What you should do.
The lines to retype are the one with "Spot the glossy" and all that follow it to the end of the entries below; copy them exactly and nothing else.

(Data extracted from a collection)
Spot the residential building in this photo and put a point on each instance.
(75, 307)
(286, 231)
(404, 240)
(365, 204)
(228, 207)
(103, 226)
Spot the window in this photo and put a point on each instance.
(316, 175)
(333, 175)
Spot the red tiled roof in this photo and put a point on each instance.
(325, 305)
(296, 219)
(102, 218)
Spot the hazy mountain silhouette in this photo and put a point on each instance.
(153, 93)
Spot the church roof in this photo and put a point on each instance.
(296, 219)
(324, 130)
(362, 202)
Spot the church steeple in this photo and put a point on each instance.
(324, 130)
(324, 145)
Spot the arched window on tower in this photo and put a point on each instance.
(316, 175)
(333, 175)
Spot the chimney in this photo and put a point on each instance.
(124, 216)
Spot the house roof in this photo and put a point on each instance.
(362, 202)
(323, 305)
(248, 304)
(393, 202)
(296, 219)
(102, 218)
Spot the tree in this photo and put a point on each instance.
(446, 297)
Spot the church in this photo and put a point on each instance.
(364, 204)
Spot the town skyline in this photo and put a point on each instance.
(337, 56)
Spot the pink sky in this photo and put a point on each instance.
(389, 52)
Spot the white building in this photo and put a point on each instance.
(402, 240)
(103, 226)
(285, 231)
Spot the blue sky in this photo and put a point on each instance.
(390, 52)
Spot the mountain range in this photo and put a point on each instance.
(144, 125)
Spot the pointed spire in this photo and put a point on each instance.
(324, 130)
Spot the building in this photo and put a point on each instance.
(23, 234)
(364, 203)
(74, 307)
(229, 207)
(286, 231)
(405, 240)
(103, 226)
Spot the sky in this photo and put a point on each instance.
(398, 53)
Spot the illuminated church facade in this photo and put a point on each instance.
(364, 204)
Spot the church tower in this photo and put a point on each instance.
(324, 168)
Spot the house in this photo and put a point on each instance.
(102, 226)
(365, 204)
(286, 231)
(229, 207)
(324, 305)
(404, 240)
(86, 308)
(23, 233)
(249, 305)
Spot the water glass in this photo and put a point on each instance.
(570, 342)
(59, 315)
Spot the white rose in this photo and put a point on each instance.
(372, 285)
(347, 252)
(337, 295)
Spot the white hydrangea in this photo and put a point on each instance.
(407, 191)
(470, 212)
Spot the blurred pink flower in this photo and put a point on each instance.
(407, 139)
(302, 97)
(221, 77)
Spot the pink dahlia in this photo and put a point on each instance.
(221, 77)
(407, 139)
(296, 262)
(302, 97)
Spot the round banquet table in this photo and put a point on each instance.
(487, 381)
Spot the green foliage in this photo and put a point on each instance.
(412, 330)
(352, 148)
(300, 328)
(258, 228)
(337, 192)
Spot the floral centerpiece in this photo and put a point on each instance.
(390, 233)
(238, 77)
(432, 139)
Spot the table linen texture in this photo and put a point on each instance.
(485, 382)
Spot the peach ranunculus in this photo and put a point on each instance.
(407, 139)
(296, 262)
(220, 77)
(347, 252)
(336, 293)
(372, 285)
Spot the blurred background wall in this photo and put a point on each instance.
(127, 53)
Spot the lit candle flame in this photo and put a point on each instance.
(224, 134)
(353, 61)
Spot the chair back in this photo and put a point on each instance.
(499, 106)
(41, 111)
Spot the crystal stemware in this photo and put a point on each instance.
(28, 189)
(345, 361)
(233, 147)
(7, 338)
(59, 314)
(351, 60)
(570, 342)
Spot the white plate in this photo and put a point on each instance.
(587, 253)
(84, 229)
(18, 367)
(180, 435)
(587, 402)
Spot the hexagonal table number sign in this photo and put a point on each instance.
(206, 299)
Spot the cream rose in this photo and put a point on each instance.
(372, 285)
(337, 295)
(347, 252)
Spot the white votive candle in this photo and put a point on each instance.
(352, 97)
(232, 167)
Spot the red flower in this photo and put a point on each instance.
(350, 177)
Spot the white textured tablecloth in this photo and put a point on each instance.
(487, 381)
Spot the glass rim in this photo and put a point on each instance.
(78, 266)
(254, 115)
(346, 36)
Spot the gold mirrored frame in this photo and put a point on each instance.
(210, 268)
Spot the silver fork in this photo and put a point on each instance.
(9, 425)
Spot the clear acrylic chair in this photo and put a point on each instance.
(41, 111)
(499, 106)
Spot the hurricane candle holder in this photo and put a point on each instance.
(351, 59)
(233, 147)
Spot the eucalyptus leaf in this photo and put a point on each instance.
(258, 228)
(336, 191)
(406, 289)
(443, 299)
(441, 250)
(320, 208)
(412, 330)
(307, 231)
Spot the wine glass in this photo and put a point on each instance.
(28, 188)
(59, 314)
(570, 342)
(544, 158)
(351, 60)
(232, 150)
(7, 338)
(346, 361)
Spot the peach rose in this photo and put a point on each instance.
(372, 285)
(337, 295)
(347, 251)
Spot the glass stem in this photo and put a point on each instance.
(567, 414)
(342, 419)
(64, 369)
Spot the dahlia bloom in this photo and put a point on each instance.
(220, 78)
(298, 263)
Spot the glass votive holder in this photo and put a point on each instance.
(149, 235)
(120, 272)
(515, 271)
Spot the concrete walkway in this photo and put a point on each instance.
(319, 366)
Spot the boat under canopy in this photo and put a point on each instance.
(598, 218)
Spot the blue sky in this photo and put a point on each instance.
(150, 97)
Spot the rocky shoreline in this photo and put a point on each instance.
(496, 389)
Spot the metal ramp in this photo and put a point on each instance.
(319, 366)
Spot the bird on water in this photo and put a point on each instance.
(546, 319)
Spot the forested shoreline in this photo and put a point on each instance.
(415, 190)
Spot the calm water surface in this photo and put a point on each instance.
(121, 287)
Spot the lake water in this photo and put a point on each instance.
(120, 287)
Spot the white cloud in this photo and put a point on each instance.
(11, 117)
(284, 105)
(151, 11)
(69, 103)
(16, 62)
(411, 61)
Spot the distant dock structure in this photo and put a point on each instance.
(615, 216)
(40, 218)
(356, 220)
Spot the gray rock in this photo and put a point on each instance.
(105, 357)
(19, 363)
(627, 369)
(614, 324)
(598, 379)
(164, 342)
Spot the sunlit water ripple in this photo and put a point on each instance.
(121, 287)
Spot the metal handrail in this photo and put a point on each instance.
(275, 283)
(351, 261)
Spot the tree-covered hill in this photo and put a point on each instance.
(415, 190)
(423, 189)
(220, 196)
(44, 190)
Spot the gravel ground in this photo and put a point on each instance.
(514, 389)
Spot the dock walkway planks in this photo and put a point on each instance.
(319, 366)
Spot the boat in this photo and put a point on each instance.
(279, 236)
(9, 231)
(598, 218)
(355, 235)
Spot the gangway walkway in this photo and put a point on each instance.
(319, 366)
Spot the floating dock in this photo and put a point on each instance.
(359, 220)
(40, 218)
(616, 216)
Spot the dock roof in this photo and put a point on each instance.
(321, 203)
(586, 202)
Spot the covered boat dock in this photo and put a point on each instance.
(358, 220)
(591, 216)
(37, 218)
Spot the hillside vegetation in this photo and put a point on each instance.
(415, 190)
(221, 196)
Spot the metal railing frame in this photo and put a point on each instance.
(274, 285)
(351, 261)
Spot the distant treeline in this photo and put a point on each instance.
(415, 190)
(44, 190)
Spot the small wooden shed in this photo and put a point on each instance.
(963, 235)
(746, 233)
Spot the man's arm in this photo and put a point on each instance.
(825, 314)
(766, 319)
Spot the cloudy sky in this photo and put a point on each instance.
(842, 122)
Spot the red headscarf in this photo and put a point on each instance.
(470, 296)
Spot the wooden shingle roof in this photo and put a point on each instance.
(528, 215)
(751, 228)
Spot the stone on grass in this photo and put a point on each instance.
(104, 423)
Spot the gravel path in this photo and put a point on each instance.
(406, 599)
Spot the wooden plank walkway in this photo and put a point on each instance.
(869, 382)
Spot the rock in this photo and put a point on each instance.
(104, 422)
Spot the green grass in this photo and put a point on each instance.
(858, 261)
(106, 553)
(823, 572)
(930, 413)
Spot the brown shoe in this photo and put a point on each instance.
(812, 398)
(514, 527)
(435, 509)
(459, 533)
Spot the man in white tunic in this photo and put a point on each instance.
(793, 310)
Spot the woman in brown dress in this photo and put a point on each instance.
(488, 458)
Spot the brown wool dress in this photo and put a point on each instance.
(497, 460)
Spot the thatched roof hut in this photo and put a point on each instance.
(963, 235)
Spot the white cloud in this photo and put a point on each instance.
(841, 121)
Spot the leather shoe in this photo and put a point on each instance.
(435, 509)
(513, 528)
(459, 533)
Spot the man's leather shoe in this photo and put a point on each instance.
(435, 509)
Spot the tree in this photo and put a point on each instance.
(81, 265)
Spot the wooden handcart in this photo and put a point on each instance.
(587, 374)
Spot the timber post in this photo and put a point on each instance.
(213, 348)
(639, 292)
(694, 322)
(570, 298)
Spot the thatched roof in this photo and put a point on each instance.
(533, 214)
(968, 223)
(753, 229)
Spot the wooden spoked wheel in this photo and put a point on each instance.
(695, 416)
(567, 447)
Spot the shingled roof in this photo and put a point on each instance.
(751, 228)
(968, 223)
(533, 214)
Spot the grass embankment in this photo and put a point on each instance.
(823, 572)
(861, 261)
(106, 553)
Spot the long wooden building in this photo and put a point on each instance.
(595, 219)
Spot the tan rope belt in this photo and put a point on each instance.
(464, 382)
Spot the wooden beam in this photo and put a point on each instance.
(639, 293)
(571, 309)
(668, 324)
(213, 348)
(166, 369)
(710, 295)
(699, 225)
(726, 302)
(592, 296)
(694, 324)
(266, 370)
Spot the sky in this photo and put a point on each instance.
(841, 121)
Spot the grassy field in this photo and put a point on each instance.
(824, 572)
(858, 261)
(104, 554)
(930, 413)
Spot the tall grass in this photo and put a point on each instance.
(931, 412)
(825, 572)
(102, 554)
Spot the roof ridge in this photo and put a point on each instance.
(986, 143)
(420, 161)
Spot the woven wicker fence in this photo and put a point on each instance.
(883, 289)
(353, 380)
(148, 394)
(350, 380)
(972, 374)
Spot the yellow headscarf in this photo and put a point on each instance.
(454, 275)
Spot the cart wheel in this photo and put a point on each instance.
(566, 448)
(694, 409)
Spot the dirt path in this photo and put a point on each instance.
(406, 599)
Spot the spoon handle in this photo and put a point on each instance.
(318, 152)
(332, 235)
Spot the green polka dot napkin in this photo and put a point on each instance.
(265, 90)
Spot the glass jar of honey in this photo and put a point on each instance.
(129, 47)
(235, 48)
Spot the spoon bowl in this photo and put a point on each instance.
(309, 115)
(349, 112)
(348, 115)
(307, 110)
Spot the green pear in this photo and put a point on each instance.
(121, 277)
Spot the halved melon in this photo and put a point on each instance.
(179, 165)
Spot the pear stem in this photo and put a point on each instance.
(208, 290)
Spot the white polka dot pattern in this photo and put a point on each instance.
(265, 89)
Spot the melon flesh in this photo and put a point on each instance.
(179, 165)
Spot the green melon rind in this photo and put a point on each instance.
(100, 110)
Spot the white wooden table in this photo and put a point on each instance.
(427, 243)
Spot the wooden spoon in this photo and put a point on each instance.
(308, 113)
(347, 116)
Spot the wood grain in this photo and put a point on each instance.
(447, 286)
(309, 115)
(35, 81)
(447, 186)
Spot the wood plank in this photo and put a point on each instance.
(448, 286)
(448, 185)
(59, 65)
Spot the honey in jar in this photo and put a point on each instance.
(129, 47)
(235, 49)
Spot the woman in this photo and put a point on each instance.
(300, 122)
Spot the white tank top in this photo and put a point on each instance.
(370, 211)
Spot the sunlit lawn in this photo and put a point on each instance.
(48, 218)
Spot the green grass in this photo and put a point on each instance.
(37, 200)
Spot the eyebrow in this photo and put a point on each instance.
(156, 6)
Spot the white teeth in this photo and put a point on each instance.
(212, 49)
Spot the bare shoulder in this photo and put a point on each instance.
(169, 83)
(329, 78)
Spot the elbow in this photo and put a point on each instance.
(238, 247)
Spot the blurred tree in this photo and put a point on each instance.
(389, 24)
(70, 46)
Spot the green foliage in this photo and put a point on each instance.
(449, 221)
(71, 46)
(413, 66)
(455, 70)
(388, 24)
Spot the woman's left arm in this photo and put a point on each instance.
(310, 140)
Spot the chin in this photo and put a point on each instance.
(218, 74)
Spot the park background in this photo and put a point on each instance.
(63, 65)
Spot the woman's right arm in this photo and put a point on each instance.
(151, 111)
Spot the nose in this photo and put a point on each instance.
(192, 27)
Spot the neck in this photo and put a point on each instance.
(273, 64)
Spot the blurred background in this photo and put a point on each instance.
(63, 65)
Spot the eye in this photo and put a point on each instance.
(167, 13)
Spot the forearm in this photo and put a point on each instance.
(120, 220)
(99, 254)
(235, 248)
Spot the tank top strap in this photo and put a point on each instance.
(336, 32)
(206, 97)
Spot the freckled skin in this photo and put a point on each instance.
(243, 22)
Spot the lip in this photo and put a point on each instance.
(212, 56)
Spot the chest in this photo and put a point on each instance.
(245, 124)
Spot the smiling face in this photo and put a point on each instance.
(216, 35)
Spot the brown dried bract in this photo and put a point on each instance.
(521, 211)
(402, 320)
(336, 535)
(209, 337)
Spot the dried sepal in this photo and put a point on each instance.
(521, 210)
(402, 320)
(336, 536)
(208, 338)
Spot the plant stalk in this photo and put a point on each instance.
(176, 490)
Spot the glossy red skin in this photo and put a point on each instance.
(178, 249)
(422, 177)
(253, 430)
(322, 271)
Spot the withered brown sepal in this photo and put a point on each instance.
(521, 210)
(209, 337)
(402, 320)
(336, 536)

Written response.
Spot the glossy red skin in this photo and put a point on each instance.
(178, 249)
(422, 177)
(253, 430)
(322, 271)
Spot the withered brown sepal in this photo and put a point on each instance.
(521, 210)
(209, 337)
(402, 320)
(336, 536)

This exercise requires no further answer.